> **과제 목표**:
표본평균의 분포를 R로 다루는 글이 끝나는 곳 다음부터 내용을 이어서 작성하세요.

> **읽을 글**:
즉, 무 = 180, 시그마 = 20 일 때,
샘플평균들의 표준편차는 아래처럼 각각 5, 1, 2가 된다.
> rm(list=ls())
> rnorm2 <- function(n,mean,sd){
+ mean+sd*scale(rnorm(n))
+ }
> ss <- function(x) {
+ sum((x-mean(x))^2)
+ }
>
> mu = 180
> sigma = 20
> var = 400
>
> n.a <- 16
> n.b <- 400
> n.c <- 100
>
> se.a <- sigma/sqrt(n.a)
> se.b <- sigma/sqrt(n.b)
> se.c <- sigma/sqrt(n.c)
> se.a
[1] 5
> se.b
[1] 1
> se.c
[1] 2
Recap
Distribution of Sample Means – mu = 40, sigma = 4 (hence var = 16) 인 모집단에서 n = n 사이즈의 샘플링을 무한 반복할 때 그 샘플평균들이 모인 집합
rscript01
rm(list=ls())
rnorm2 <- function(n,mean,sd){
mean+sd*scale(rnorm(n))
}
ss <- function(x) {
sum((x-mean(x))^2)
}
mu <- 40
sigma <- 4
iter <- 1000000
sz <- 16
se <- sigma/sqrt(16)
################################
means <- rnorm2(iter, mu, se)

(저장된 데이터 항목)

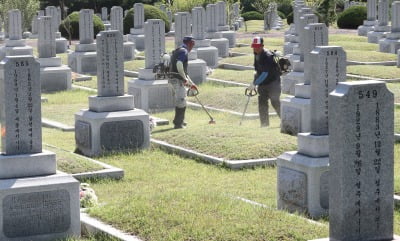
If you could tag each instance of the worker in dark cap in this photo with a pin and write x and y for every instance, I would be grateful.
(180, 80)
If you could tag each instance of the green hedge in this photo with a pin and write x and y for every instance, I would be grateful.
(72, 22)
(252, 15)
(150, 12)
(352, 17)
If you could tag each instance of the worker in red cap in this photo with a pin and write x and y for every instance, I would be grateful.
(180, 80)
(267, 78)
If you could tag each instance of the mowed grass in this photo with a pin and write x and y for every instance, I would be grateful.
(72, 163)
(227, 97)
(226, 139)
(61, 106)
(375, 71)
(165, 197)
(240, 76)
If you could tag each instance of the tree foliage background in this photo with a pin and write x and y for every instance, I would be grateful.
(28, 10)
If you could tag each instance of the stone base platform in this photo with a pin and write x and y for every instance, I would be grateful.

> **최종 답변**:
hist(means, breaks=50,
xlim = c(mu-6*se, mu+6*se),
main = paste("sampling distribution"))
abline(v=mu, col='black', lwd=2)
lo1 <- mu - se*1
hi1 <- mu + se*1
lo2 <- mu - se*2
hi2 <- mu + se*2
lo3 <- mu - se*3
hi3 <- mu + se*3
abline(v=c(lo1, lo2, lo3, hi1, hi2, hi3),
col=c("green","blue", "black"),
lwd=2)
print(c(lo2, hi2))
m.samp <- 37
p.val <- pnorm(m.samp, mu, se)*2
p.val
z.cal <- (m.samp-mu)/se
z.cal
p.val <- pnorm(z.cal)*2
p.val
zmeans <- scale(means)
hist(zmeans, breaks=50,
xlim = c(0-10*1, 0+10*1),
main=("normalized distribution\nof sample means"))
abline(v=0, col="black", lwd=2)
abline(v=z.cal, col='blue', lwd=2)
abline(v=-z.cal, col="green", lwd=2)
text(x=-6, y=50000,
label=paste("z.cal =", z.cal),
pos = 1,
col="blue", cex=1)
text(x=4, y=50000,
label=paste(-z.cal),
pos=1,
col="green", cex=1)
text(x=-6, y=30000,
label=paste("pnorm(z.cal)*2 =", "\n",
round(p.val,3)),
pos = 1,
col="red", cex=.8)
hist(zmeans, breaks=50,
xlim = c(0-10*1, 0+10*1),
main=("normalized distribution\nof sample means"))
abline(v=0, col="black", lwd=2)
abline(v=c(-1,-2,-3,1,2,3),
col=c("green", "blue", "black"), lwd=2)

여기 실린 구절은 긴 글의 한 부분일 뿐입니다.